- _Activity_
The lines from the one containing "what's up, can you detect the rightmost back" through the final line of the listing below are what the answer must repeat, exactly and only, leaving pictures out.

*** Block opens ***

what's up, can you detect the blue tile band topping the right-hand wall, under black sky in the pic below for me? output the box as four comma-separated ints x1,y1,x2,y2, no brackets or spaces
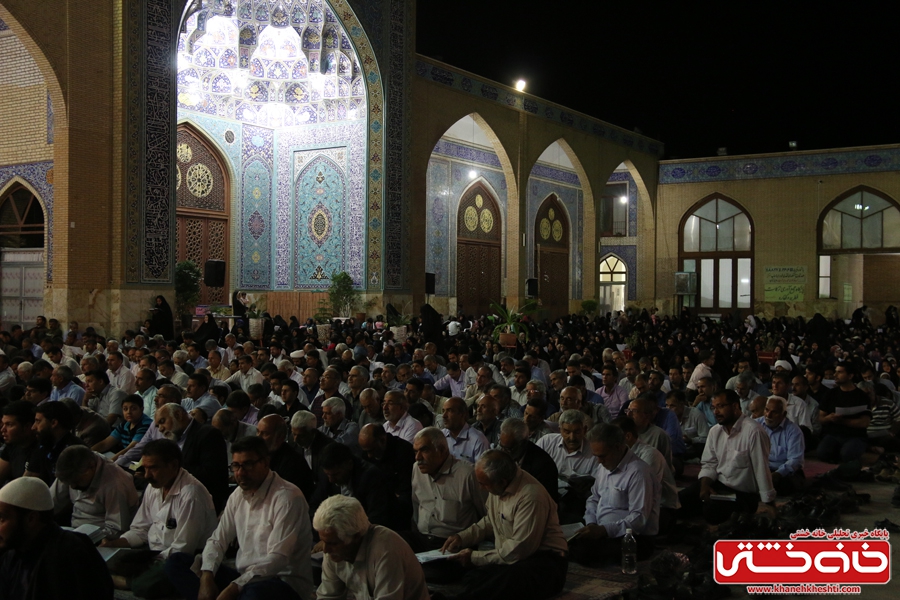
659,147,900,184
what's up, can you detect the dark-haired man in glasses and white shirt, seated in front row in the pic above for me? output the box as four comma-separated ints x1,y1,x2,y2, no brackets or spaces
165,437,313,600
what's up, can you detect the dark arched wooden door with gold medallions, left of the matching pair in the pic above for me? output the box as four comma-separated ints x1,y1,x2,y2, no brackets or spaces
456,183,503,315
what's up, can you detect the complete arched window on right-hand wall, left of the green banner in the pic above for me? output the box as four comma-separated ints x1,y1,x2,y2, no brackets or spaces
679,194,753,314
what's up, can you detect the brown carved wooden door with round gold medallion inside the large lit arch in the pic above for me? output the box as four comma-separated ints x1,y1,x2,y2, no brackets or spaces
175,124,231,304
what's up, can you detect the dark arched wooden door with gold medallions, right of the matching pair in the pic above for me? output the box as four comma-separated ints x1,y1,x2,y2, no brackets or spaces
534,194,569,318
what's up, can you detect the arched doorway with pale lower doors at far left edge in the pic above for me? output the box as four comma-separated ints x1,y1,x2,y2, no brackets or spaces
0,184,45,329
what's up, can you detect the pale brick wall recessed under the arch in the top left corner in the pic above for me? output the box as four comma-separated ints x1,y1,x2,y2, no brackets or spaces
0,31,53,165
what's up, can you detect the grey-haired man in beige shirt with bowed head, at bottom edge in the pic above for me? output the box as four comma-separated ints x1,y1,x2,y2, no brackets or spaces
313,495,430,600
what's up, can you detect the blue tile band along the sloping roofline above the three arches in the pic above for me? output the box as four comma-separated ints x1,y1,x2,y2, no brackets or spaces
415,56,665,156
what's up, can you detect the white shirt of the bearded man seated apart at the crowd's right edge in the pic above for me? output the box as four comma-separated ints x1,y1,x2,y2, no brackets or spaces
699,415,775,502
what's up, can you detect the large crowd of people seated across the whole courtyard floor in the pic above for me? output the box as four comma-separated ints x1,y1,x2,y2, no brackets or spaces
0,300,900,600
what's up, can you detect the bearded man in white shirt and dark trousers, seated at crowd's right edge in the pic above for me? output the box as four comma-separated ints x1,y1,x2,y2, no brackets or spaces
678,390,775,525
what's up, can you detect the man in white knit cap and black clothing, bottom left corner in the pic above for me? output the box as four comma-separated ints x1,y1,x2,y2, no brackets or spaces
0,476,113,600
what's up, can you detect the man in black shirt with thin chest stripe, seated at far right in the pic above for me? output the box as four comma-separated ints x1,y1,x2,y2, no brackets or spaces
816,363,872,463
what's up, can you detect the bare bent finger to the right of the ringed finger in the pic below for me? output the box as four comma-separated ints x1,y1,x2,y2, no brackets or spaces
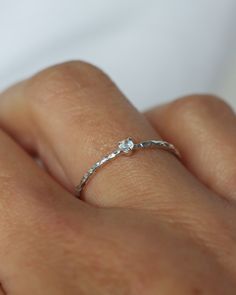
146,95,236,200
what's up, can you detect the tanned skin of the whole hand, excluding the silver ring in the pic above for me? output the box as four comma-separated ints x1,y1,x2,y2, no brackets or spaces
0,62,236,295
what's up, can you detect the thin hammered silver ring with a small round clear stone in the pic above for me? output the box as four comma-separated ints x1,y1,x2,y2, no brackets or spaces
75,137,180,198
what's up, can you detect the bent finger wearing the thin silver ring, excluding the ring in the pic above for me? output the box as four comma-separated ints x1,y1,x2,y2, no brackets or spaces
0,62,214,208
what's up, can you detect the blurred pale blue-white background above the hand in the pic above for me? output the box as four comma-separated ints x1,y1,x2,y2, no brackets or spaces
0,0,236,110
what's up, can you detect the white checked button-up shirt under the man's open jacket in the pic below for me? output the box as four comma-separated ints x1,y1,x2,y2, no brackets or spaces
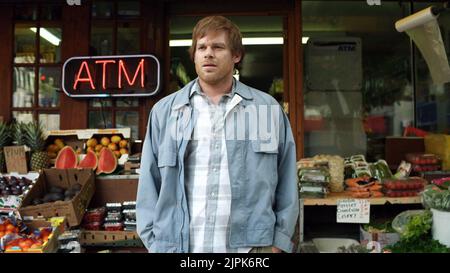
185,80,251,253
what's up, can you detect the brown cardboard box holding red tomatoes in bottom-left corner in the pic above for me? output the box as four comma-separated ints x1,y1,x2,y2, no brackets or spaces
5,219,66,253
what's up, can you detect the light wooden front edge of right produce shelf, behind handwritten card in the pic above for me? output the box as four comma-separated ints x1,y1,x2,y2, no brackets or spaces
301,193,422,206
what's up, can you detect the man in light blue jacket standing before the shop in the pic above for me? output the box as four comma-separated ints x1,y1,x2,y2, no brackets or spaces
137,16,298,253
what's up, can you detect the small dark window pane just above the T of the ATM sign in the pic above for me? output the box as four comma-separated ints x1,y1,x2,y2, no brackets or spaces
90,25,114,56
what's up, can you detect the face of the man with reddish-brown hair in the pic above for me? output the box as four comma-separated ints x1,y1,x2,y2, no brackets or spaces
194,31,241,85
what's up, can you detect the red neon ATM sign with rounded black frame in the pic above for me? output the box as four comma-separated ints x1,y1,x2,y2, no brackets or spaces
61,55,160,98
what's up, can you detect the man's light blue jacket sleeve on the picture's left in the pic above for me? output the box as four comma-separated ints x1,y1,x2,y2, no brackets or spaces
136,109,161,252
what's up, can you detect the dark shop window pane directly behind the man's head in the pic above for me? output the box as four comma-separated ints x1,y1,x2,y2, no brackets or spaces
169,16,284,103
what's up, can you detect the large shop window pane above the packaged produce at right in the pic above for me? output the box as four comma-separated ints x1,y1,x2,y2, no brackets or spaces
302,1,414,161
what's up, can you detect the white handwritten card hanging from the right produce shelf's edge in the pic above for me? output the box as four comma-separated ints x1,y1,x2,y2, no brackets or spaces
336,199,370,224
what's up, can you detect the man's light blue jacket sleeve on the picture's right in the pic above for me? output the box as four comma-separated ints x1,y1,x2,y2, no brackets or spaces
273,107,299,252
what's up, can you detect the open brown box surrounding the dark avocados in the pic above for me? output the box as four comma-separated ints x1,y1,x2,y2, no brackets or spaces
19,169,95,226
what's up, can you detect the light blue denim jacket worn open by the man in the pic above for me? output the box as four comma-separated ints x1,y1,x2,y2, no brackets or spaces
136,78,299,252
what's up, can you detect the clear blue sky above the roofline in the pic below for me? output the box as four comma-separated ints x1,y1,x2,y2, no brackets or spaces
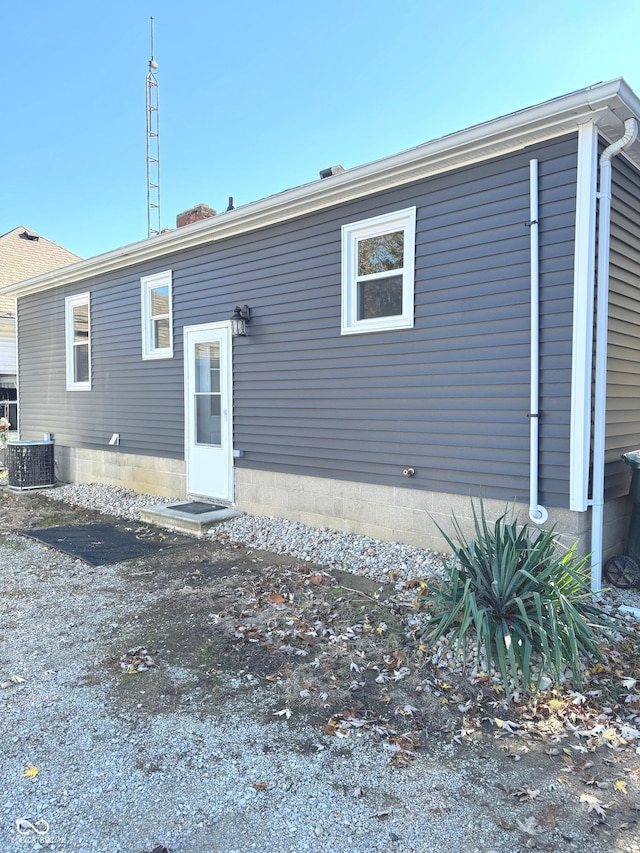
0,0,640,257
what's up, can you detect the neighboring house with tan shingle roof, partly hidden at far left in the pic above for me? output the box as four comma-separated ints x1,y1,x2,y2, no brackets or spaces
0,225,80,428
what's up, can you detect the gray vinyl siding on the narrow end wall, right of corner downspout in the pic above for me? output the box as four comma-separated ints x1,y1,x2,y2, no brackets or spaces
605,156,640,498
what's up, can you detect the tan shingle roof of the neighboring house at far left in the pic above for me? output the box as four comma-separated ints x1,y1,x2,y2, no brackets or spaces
0,225,81,316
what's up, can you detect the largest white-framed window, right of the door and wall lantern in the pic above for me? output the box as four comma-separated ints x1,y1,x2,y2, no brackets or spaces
341,207,416,335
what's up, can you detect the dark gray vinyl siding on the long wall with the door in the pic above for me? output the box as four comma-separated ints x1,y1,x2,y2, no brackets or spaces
19,134,577,506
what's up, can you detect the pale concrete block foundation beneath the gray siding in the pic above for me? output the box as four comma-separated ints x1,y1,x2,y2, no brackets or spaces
48,445,631,559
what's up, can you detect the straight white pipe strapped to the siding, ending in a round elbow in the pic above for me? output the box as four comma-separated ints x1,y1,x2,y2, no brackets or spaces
529,160,549,524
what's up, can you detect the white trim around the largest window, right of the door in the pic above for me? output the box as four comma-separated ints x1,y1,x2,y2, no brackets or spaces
341,207,416,335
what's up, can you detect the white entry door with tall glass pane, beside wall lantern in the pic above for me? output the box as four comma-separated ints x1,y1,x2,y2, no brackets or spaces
184,322,233,501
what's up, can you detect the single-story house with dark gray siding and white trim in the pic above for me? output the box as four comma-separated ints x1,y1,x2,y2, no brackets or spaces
6,80,640,585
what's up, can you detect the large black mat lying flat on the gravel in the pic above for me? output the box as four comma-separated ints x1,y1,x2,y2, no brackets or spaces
19,524,193,566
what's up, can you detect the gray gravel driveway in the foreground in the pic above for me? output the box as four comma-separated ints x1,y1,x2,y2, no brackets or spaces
0,490,640,853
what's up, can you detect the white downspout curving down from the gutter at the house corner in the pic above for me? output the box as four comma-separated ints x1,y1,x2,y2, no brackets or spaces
591,118,638,592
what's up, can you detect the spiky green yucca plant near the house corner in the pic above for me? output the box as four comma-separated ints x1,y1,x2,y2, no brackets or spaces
421,502,620,697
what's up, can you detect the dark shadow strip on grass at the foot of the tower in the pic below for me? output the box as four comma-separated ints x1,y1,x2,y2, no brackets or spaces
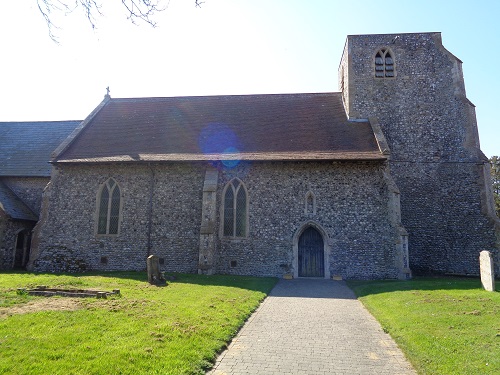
347,276,500,297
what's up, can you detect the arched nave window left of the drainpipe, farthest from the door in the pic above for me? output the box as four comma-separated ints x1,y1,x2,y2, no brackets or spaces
97,178,121,234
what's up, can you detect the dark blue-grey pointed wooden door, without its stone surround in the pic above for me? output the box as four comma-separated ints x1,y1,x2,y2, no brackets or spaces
297,226,325,277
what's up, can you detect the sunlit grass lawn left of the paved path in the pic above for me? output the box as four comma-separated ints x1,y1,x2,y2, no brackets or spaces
0,272,276,375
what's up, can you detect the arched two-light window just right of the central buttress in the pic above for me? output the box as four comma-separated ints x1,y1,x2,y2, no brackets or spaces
223,178,248,237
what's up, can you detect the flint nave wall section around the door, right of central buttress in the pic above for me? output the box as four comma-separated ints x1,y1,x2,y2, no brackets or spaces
217,162,397,279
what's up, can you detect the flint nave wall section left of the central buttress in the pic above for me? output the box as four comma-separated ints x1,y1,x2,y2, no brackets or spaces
32,164,203,272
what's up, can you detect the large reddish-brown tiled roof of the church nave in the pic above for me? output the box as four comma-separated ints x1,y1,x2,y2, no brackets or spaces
53,93,385,163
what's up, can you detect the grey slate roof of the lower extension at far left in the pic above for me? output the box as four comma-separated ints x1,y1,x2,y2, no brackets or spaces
0,121,81,177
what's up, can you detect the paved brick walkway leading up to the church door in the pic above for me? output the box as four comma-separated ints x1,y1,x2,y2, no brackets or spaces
208,279,416,375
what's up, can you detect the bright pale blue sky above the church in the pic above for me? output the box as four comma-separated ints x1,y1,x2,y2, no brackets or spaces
0,0,500,156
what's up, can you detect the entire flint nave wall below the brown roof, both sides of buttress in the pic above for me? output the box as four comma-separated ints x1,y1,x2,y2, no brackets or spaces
33,162,398,278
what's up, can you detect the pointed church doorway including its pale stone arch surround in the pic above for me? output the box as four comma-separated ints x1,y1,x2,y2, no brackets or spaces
292,221,330,279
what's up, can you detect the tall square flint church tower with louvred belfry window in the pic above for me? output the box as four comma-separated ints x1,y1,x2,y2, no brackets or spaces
339,33,500,274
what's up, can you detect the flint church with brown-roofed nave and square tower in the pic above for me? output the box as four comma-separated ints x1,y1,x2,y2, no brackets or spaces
1,33,500,279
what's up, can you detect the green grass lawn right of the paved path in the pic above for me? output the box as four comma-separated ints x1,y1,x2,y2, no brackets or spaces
348,278,500,375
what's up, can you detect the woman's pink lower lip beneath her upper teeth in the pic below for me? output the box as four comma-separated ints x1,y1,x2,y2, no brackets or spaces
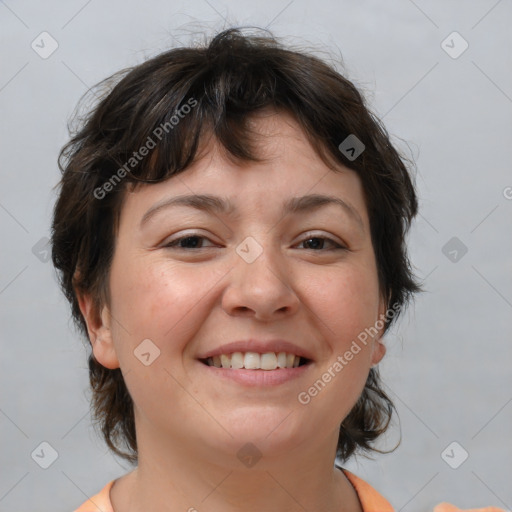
198,361,311,386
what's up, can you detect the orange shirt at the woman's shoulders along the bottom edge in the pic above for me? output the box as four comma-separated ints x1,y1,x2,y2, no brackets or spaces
74,469,506,512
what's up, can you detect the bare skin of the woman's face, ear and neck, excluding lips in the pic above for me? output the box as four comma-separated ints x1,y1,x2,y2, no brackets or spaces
80,113,385,512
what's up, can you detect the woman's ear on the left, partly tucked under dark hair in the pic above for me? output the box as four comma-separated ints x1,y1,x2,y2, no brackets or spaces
77,293,120,370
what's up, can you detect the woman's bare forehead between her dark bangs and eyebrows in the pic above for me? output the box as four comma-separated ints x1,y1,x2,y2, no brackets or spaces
123,109,367,230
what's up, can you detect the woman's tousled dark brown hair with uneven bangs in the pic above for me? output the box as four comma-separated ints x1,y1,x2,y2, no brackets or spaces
52,28,421,463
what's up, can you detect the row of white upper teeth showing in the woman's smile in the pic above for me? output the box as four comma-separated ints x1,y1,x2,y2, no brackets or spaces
207,352,300,370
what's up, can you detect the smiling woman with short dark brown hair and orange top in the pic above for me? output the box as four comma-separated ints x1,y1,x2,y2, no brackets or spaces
52,29,504,512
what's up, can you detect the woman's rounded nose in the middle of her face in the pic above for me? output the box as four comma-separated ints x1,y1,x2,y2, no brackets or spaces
222,240,300,321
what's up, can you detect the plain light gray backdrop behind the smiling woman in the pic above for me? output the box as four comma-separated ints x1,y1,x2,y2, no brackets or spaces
0,0,512,512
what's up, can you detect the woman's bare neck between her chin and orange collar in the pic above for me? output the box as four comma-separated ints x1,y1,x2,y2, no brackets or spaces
111,422,362,512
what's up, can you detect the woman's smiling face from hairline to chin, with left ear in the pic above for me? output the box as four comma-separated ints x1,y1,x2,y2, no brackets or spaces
80,114,384,468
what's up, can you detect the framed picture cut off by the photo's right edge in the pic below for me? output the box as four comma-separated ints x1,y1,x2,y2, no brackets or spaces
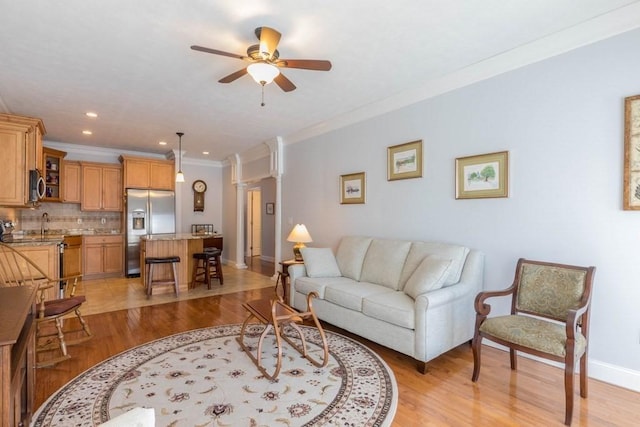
623,95,640,211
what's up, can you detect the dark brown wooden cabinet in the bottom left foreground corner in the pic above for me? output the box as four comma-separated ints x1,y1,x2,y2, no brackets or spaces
0,285,37,427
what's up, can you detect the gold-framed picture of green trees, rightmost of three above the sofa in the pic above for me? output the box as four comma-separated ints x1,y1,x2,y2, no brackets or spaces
456,151,509,199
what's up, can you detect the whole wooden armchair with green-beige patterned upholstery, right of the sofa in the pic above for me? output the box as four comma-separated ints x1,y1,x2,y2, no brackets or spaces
471,258,595,425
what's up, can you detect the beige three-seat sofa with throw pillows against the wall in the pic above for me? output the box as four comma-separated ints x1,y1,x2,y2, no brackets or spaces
288,236,484,373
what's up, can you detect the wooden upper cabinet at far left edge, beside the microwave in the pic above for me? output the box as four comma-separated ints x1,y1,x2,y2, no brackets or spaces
0,114,45,206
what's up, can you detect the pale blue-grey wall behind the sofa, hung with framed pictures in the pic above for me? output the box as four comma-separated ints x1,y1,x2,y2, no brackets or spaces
281,30,640,390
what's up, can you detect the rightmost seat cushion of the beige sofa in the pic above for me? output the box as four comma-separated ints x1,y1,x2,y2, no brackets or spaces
362,291,415,329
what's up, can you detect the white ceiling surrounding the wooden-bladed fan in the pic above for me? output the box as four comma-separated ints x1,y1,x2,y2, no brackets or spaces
0,0,640,161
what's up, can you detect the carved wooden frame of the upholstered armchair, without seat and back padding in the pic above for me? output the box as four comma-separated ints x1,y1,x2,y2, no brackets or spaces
471,258,595,425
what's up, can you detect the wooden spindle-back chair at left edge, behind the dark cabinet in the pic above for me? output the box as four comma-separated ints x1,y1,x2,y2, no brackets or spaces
0,243,92,367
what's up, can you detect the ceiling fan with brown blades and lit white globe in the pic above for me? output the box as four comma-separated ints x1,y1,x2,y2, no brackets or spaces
191,27,331,95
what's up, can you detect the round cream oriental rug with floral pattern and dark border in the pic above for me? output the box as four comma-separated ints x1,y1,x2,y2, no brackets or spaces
32,325,398,427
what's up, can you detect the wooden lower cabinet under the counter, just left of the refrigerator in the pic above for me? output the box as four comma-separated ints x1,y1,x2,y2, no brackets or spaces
82,235,124,279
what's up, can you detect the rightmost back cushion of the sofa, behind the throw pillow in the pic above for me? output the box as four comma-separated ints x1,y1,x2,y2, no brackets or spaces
399,242,469,289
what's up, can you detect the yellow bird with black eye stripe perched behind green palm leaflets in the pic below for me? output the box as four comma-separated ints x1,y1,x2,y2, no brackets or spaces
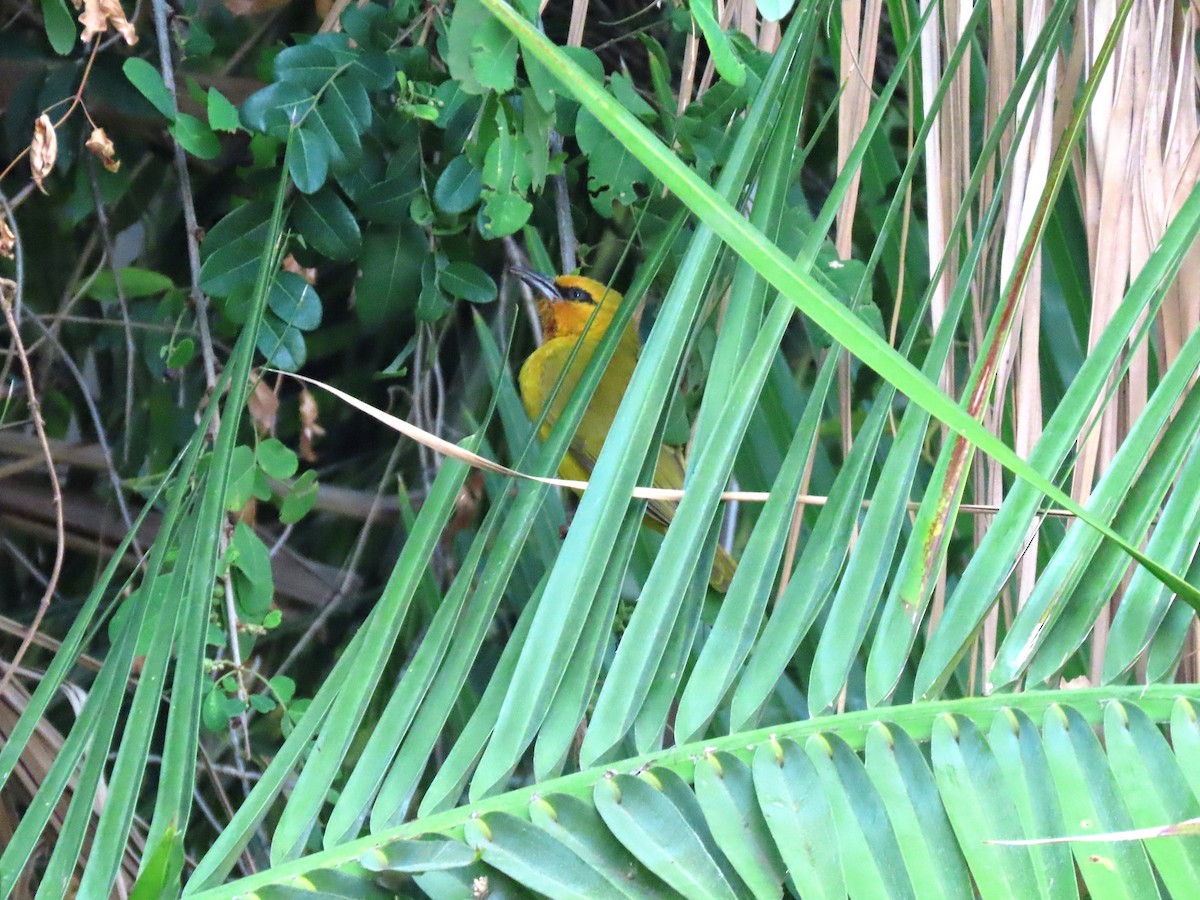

*** Block closes ***

- _Written solution_
what's up, can you detect the rightmost back cushion of the sofa, behind the throw pillow in the pic above for me? output the box as four comma-separated ints x1,y1,x2,y2, no brackets or spaces
399,242,469,289
what's up, can you detect the yellow bird with black eye stripe perched behind green palm leaflets in the pic below for me? output the box as four comma-separated ints x1,y1,x2,y2, no brackets or spaces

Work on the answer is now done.